Excerpted text |

--- begin ---

Authors (as registered SciPost users): Tilman Plehn · Ramon Winterhalder
Submission information
Preprint Link: https://arxiv.org/abs/1912.08824v2  (pdf)
Date submitted: 2020-01-31 01:00
Submitted by: Winterhalder, Ramon
Submitted to: SciPost Physics
Ontological classification
Academic field: Physics
Specialties:
  • High-Energy Physics - Phenomenology
Approach: Computational

Abstract

Subtracting and adding event samples are common problems in LHC simulations. We show how generative adversarial networks can produce new event samples with a phase space distribution corresponding to added or subtracted input samples. We illustrate some general features using toy samples and then show explicit examples of background and non-local collinear subtraction events in terms of unweighted 4-vector events. This event sample manipulation reflects the excellent interpolation properties of neural networks.

Current status:
Has been resubmitted

Reports on this Submission

Report #3 by Anonymous (Referee 3) on 2020-3-22 (Invited Report)

  • Cite as: Anonymous, Report on arXiv:1912.08824v2, delivered 2020-03-22, doi: 10.21468/SciPost.Report.1590

Strengths

The application of GAN techniques discussed in the manuscript is new, as far as I can tell, and it is quite clearly explained in the manuscript.

Weaknesses

The actual domain of applicability of the method to concrete collider problems is not clear.

Report

The manuscript reports on the idea of using GANs to perform the following operation. Using two sets of events (say, "B" and "S", possibly generated by two Monte Carlo generators), one can train a GAN to produce a generator of events that follow the difference between the distributions of the two original sets (i.e., "B-S"). The method is applied to toy problems, with the aim of outlining potential applications to collider phenomenology.

This application of GAN techniques is new, as far as I can tell, and it is quite clearly explained in the manuscript. The manuscript however leaves a number of open questions concerning the actual domain of applicability of the method to concrete collider problems.

In light of this, I believe that the manuscript is not ready for publication in the current form. If the authors can address the points reported below, and clarify the potential of the method to address concrete problems (and convincingly support its competitive advantages), one could address other less crucial aspects related with the presentation of the GAN algorithm and the comparison with other strategies that might be employed for the same task, which should perhaps be slightly extended.

--- end ---

Stated goal 1 | Copy the passage of the submission page from "The application of" to "is not clear." word for word.
The submission page and the records come from separate sources.

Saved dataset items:
--- begin ---

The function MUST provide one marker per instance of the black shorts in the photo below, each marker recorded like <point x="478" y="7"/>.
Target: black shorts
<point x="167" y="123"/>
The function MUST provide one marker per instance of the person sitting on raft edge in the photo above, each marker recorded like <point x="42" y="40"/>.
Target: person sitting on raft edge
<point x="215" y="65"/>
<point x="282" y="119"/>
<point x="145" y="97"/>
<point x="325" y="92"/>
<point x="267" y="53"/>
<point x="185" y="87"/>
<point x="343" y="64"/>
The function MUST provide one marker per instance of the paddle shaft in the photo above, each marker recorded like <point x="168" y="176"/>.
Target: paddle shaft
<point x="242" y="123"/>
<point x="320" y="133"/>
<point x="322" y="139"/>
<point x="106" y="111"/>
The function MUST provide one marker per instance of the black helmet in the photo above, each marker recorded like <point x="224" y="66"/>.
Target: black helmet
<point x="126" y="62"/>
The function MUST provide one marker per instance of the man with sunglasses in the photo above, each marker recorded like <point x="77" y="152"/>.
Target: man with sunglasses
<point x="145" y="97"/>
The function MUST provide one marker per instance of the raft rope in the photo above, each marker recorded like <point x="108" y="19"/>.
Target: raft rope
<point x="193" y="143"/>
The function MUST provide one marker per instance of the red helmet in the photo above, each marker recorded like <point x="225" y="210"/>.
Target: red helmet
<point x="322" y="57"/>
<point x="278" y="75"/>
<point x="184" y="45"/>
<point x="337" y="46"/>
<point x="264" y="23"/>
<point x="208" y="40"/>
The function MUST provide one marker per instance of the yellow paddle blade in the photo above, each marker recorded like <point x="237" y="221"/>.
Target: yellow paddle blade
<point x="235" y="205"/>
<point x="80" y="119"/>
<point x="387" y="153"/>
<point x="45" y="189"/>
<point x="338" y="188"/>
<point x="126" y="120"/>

--- end ---

Stated goal 2 | Repeat the lines of the records word for word, starting with the line that contains "The function MUST provide one marker per instance of the yellow" and ending with the last line of the records.

Written response 1 |
The application of GAN techniques discussed in the manuscript is new, as far as I can tell, and it is quite clearly explained in the manuscript.

Weaknesses

The actual domain of applicability of the method to concrete collider problems is not clear.

Written response 2 |
The function MUST provide one marker per instance of the yellow paddle blade in the photo above, each marker recorded like <point x="237" y="221"/>.
Target: yellow paddle blade
<point x="235" y="205"/>
<point x="80" y="119"/>
<point x="387" y="153"/>
<point x="45" y="189"/>
<point x="338" y="188"/>
<point x="126" y="120"/>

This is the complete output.